### Entries supplied
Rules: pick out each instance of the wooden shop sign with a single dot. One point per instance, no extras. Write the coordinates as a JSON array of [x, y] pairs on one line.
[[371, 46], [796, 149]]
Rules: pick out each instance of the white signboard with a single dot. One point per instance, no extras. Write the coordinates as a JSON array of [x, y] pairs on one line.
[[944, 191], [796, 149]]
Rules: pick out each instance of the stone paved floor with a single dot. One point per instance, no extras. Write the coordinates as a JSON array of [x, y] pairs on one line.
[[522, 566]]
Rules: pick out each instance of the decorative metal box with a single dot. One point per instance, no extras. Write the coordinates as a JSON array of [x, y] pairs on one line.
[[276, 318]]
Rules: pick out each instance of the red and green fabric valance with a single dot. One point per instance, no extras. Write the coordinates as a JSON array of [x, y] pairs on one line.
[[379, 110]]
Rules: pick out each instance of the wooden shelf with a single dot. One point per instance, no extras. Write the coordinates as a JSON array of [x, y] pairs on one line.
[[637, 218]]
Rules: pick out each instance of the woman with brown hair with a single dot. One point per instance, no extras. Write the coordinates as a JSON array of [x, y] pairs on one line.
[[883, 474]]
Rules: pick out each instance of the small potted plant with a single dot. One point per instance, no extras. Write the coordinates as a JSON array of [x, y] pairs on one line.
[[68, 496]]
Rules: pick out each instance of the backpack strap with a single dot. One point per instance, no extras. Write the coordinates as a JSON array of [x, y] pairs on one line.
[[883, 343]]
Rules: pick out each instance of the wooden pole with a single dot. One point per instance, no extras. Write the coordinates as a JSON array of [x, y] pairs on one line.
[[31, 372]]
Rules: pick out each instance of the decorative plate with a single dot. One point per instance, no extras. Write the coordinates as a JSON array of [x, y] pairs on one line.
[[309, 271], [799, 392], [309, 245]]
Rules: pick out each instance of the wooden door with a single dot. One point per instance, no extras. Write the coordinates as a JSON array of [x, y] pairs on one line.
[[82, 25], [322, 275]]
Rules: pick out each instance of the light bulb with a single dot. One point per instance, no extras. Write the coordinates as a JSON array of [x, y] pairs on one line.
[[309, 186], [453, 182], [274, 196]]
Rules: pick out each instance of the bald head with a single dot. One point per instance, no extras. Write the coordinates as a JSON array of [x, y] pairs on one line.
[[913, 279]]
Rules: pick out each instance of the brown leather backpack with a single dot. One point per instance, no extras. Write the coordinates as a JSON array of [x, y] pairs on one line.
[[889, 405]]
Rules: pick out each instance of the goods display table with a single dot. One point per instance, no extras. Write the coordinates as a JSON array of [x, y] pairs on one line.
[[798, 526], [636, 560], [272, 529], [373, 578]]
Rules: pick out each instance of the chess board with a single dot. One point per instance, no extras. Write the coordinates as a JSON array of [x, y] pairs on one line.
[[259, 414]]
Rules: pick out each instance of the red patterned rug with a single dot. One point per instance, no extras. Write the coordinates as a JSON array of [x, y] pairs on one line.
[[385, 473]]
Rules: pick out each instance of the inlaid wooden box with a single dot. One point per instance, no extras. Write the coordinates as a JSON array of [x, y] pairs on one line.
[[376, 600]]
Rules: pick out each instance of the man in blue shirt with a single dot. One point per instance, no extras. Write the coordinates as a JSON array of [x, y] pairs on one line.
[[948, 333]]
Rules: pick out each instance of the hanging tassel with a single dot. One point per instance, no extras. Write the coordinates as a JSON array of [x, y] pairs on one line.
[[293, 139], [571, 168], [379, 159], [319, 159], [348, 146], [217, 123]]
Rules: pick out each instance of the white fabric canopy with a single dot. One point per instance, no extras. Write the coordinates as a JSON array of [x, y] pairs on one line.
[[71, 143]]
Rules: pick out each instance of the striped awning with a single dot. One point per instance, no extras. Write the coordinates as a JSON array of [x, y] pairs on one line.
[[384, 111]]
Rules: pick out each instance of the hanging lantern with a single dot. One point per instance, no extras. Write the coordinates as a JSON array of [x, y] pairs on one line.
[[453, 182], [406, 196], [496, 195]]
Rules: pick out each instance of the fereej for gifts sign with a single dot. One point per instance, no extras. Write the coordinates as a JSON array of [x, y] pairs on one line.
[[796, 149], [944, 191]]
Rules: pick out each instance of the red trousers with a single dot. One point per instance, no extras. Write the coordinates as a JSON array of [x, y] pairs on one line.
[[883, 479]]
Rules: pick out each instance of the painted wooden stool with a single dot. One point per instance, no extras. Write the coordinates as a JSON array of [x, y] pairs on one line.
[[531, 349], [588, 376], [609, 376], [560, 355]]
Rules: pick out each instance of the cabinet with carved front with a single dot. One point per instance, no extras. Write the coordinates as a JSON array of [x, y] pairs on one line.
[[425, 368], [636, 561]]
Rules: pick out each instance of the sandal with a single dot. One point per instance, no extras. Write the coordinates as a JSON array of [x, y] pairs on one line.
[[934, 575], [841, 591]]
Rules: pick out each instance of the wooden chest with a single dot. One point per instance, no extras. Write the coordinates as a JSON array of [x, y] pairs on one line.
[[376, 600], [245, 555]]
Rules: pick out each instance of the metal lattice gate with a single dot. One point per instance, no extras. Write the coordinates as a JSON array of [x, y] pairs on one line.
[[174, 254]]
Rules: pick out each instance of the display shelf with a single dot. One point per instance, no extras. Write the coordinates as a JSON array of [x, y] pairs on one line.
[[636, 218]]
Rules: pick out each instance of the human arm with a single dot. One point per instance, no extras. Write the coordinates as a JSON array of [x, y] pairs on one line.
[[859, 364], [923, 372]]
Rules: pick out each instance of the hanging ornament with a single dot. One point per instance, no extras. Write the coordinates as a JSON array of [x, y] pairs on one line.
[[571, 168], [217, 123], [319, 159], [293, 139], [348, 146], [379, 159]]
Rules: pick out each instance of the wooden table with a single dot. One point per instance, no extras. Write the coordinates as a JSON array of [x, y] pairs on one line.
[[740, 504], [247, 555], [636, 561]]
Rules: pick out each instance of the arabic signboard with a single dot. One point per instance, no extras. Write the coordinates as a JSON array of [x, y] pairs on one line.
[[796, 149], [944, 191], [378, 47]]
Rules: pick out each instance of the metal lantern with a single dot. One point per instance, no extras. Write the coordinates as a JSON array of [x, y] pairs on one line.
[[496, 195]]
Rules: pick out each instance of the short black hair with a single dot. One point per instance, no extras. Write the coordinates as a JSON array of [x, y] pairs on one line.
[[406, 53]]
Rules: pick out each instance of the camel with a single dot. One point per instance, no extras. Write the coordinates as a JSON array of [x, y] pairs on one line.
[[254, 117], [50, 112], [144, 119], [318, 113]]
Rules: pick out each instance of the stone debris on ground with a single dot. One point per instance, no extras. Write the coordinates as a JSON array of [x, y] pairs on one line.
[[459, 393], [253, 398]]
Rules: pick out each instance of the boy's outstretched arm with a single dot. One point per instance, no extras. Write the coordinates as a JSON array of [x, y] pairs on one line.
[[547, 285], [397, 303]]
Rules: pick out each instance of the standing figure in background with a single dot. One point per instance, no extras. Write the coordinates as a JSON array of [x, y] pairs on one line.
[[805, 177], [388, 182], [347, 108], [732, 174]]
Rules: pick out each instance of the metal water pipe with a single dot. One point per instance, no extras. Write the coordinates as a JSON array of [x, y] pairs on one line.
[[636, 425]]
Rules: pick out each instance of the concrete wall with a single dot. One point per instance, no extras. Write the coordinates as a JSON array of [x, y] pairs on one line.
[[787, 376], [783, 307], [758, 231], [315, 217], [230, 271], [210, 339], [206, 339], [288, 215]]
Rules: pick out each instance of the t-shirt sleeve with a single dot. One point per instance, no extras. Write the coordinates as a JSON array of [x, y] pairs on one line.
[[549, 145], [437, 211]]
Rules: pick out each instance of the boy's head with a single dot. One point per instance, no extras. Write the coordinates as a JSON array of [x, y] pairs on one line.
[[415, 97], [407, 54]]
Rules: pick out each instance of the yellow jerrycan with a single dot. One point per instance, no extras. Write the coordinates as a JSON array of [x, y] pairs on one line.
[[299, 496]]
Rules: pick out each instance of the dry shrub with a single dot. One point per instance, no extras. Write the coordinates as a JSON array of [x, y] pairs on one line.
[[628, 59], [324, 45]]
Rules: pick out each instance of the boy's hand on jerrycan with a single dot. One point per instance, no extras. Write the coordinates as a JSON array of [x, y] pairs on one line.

### Exercise
All lines from the line containing "Rules: pick out each instance of the concrete" through the end of the listing above are to be duplicated exactly; include both ends and nothing further.

### Response to this exercise
Rules: pick out each instance of the concrete wall with a single dot. One point per instance, no extras. Write the coordinates as a JSON array of [x, y] pairs on one line.
[[787, 376], [783, 307], [758, 231], [315, 217], [230, 271], [210, 339], [206, 339], [288, 215]]
Rules: pick out each instance of the t-shirt sleeve with a single dot. One point per instance, no extras. Write the coordinates as a JSON array of [x, y] pairs on one line.
[[549, 145], [437, 211]]
Rules: pick out each instance of the boy's head with a single dot. One point per instance, no extras. Write the coordinates as a JSON array of [x, y] pairs on one line.
[[415, 97], [407, 54]]
Rules: pick out each instance of the yellow jerrycan with a single dot. One point per instance, no extras. Write the coordinates as a JSON array of [x, y] pairs on one line.
[[299, 496]]
Rules: pick out each instance of the dry shrub with a single dot. One point per instance, no extras. Write the coordinates as a JSON array of [x, y] pairs on one line.
[[628, 59], [324, 45]]
Rules: pick out each instance of the boy's hand on jerrycan with a single dot. One point per instance, no extras. Write the coordinates as a JSON array of [x, y] pairs on one line.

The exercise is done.